» **TASK STATEMENT**:
Return every line of the records below word for word, leaving out the pictures.

───── EXTRACTED INFORMATION

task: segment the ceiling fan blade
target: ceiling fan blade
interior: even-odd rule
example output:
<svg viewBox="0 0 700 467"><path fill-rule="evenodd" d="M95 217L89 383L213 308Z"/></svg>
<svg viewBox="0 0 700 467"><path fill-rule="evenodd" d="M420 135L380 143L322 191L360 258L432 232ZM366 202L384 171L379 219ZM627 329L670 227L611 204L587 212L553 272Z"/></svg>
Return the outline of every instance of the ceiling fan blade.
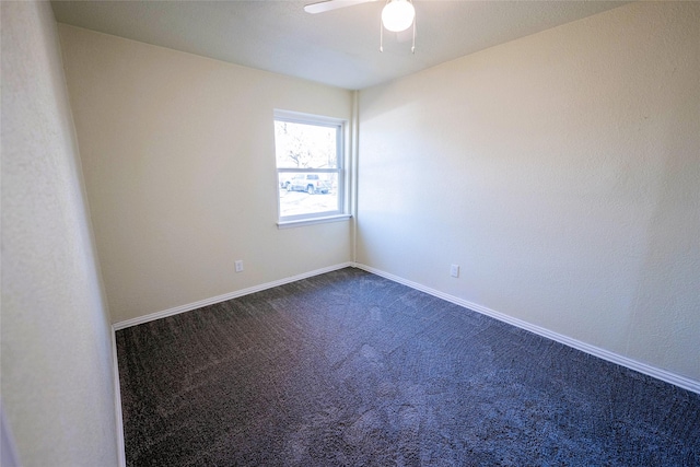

──────────

» **PROBLEM SOLUTION**:
task: segment the ceiling fan blade
target: ceiling fan blade
interior: even-odd rule
example output:
<svg viewBox="0 0 700 467"><path fill-rule="evenodd" d="M95 217L89 383L213 308Z"/></svg>
<svg viewBox="0 0 700 467"><path fill-rule="evenodd" d="M420 135L380 143L322 191L360 258L432 232ZM366 202L384 171L379 219ZM627 329L670 227L611 204L587 212L553 272Z"/></svg>
Return the outline of every instance of the ceiling fan blade.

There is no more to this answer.